(Entries on locating things by name)
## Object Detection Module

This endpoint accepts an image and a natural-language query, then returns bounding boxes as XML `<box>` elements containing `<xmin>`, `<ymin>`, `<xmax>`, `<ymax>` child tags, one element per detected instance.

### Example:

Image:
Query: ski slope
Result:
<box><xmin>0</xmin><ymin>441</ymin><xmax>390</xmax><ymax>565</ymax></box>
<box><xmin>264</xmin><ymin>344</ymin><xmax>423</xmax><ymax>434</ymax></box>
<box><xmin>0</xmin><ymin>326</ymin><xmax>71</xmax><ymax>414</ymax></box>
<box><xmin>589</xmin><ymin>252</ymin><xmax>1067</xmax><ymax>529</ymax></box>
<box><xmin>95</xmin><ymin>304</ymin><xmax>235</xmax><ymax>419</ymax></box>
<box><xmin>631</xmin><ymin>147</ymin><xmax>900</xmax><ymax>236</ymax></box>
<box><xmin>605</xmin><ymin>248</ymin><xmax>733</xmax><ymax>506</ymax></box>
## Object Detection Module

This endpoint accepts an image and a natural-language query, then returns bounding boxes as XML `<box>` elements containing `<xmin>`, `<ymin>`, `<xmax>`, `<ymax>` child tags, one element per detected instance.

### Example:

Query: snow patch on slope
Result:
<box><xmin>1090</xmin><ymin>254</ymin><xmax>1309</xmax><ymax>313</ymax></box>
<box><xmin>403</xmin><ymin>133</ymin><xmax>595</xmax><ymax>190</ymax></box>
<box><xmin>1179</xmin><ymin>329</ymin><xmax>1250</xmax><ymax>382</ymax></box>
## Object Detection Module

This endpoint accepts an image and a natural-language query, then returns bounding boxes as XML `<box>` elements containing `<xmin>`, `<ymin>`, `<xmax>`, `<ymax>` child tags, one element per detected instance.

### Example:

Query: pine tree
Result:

- **Your objective**: Retype every line of the data above, character for character.

- **Exercise response**:
## Object Detection Module

This endpoint accepts an image and a natural-language query, then returns bounding boxes as XML `<box>` elements containing `<xmin>`, `<ymin>`, `<xmax>`, `<ymax>` child tags, one element per detected instance.

### Example:

Image:
Query: ski slope
Result:
<box><xmin>0</xmin><ymin>441</ymin><xmax>390</xmax><ymax>565</ymax></box>
<box><xmin>264</xmin><ymin>344</ymin><xmax>423</xmax><ymax>434</ymax></box>
<box><xmin>0</xmin><ymin>326</ymin><xmax>71</xmax><ymax>414</ymax></box>
<box><xmin>589</xmin><ymin>252</ymin><xmax>1067</xmax><ymax>529</ymax></box>
<box><xmin>95</xmin><ymin>304</ymin><xmax>235</xmax><ymax>419</ymax></box>
<box><xmin>631</xmin><ymin>147</ymin><xmax>900</xmax><ymax>236</ymax></box>
<box><xmin>605</xmin><ymin>248</ymin><xmax>733</xmax><ymax>506</ymax></box>
## Object Detection Module

This endpoint accepts an image and a natural-language query, then returns bounding boxes as XML `<box>` elements containing `<xmin>`, `<ymin>`, `<xmax>`, `<ymax>` child tags, one element per detected instance.

### Example:

Query: snow patch on slope
Result:
<box><xmin>1090</xmin><ymin>254</ymin><xmax>1309</xmax><ymax>313</ymax></box>
<box><xmin>403</xmin><ymin>133</ymin><xmax>595</xmax><ymax>190</ymax></box>
<box><xmin>1179</xmin><ymin>329</ymin><xmax>1250</xmax><ymax>382</ymax></box>
## Object Detection Module

This endpoint accepts an image and a natural-language query, then returns bounding boxes as XML `<box>` elements containing `<xmin>`, `<ymin>`, `<xmax>`, `<ymax>` child tags, one element per detected instance.

### Example:

Query: pine tree
Result:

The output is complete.